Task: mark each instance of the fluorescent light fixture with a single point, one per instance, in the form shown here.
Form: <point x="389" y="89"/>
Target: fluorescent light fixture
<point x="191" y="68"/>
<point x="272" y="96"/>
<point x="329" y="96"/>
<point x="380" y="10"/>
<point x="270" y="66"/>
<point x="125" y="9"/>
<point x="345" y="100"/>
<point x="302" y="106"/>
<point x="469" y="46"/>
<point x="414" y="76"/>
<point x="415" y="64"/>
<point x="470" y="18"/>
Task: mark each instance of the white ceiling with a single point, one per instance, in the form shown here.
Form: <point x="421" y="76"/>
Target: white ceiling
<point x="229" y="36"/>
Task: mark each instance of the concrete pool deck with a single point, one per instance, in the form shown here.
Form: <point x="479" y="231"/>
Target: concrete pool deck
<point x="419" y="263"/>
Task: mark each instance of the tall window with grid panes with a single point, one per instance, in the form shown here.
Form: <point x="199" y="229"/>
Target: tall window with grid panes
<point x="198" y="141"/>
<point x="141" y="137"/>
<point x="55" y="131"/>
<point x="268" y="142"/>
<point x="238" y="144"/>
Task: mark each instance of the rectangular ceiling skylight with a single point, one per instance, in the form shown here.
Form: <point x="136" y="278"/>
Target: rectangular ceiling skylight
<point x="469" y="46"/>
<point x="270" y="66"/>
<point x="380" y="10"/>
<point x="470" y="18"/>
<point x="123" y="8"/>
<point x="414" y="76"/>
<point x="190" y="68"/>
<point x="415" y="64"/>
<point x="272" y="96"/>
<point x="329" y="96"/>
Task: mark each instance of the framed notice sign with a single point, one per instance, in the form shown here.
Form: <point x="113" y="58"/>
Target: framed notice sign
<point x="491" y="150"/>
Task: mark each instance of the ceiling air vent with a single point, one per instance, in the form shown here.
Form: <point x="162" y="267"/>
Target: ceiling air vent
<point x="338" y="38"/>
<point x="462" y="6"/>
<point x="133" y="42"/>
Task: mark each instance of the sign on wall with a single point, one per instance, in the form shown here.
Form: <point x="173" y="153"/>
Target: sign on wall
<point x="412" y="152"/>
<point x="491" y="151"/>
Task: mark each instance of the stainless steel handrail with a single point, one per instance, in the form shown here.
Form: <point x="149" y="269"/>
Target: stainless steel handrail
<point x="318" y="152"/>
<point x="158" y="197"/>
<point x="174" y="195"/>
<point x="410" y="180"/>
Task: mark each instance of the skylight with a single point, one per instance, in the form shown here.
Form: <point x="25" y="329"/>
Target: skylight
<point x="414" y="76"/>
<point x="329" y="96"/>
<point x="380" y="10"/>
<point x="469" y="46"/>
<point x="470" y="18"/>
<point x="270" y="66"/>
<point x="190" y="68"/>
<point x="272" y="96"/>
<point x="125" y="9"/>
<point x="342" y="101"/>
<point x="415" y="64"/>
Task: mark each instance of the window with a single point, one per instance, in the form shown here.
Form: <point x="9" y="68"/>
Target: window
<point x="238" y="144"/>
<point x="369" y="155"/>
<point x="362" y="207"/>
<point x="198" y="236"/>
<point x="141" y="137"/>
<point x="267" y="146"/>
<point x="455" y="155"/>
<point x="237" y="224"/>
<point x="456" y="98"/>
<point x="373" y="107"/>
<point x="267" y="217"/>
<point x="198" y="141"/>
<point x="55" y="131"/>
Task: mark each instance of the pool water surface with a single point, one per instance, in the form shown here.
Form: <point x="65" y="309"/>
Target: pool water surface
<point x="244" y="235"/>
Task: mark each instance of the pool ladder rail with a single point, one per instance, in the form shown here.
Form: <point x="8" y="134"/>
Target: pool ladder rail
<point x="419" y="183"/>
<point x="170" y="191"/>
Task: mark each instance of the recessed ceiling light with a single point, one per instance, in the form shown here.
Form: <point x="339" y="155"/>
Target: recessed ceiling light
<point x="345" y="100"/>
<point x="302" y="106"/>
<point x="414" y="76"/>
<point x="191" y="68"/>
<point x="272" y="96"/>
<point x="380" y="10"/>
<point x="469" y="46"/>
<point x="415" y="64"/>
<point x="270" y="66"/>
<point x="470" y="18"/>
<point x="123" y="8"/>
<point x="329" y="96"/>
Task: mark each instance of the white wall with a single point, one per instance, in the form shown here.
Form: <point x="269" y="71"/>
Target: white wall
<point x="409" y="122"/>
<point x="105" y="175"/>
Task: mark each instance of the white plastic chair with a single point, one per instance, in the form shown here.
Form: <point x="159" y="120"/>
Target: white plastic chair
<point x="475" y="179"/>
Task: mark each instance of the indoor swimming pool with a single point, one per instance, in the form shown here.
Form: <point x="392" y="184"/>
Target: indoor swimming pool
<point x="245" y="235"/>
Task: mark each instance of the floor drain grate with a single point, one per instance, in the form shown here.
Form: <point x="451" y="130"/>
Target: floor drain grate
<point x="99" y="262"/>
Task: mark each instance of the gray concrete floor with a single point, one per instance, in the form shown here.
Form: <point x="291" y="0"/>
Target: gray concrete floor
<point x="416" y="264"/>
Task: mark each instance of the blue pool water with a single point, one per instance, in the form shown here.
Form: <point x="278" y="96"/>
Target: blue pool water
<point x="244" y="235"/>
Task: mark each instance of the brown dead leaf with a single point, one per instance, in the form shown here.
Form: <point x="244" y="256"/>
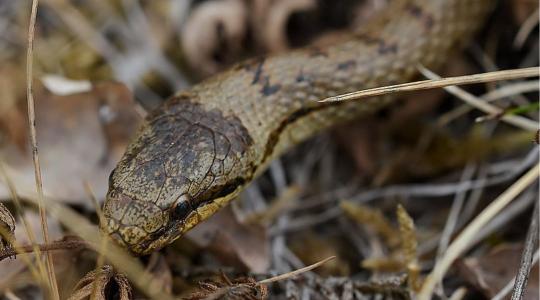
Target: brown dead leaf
<point x="490" y="273"/>
<point x="522" y="9"/>
<point x="235" y="243"/>
<point x="80" y="136"/>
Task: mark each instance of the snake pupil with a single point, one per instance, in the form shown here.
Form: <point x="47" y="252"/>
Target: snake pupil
<point x="181" y="209"/>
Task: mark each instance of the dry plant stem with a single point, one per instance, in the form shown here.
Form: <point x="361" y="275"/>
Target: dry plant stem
<point x="508" y="288"/>
<point x="53" y="285"/>
<point x="103" y="245"/>
<point x="438" y="83"/>
<point x="526" y="29"/>
<point x="27" y="227"/>
<point x="507" y="90"/>
<point x="527" y="257"/>
<point x="40" y="277"/>
<point x="463" y="241"/>
<point x="296" y="272"/>
<point x="474" y="101"/>
<point x="122" y="260"/>
<point x="56" y="245"/>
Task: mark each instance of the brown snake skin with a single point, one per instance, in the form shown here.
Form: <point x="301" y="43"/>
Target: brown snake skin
<point x="196" y="152"/>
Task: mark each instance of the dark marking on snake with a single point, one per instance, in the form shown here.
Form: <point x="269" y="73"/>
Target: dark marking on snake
<point x="346" y="65"/>
<point x="316" y="51"/>
<point x="417" y="12"/>
<point x="258" y="72"/>
<point x="219" y="191"/>
<point x="269" y="89"/>
<point x="273" y="138"/>
<point x="384" y="47"/>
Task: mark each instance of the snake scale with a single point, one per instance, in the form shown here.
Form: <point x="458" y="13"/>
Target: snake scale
<point x="196" y="152"/>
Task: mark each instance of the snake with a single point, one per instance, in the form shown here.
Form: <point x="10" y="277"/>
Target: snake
<point x="196" y="152"/>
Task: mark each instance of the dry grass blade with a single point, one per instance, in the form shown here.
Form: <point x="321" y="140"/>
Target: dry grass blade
<point x="409" y="246"/>
<point x="474" y="101"/>
<point x="463" y="241"/>
<point x="502" y="294"/>
<point x="526" y="257"/>
<point x="438" y="83"/>
<point x="295" y="272"/>
<point x="53" y="285"/>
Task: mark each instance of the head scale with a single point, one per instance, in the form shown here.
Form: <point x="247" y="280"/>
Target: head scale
<point x="186" y="162"/>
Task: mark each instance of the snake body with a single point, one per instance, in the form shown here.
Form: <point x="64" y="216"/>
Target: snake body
<point x="195" y="153"/>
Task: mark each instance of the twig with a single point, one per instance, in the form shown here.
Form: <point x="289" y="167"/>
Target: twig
<point x="463" y="241"/>
<point x="295" y="272"/>
<point x="437" y="83"/>
<point x="526" y="257"/>
<point x="53" y="285"/>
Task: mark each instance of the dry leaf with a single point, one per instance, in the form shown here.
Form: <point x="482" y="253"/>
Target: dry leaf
<point x="235" y="243"/>
<point x="80" y="136"/>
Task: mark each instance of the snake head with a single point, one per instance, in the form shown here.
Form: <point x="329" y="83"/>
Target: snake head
<point x="186" y="163"/>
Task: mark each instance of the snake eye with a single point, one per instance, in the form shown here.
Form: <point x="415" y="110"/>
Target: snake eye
<point x="181" y="208"/>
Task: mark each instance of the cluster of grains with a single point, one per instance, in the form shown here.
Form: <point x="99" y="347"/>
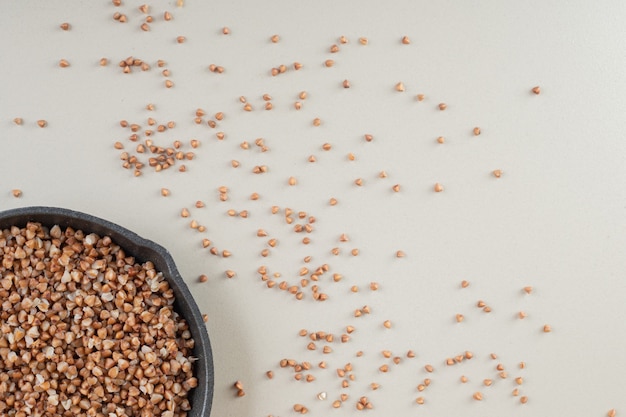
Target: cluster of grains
<point x="87" y="330"/>
<point x="159" y="157"/>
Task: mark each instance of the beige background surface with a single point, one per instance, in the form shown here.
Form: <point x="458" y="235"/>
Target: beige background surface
<point x="555" y="220"/>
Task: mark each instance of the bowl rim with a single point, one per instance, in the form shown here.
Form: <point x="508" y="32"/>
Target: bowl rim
<point x="142" y="249"/>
==========
- **OBJECTIVE**
Reproduce the records word for word, from the line that contains "Task: mark each instance of the beige" through the end of the records.

- **TASK RESPONSE**
Task: mark each instance of the beige background surface with a single point, one per instance, in the form shown here.
Form: <point x="458" y="235"/>
Target: beige background surface
<point x="555" y="220"/>
Task: mark each instance of the bowl rim with a single point, one per instance, in the form shown here.
Form: <point x="508" y="32"/>
Target: bowl rim
<point x="142" y="249"/>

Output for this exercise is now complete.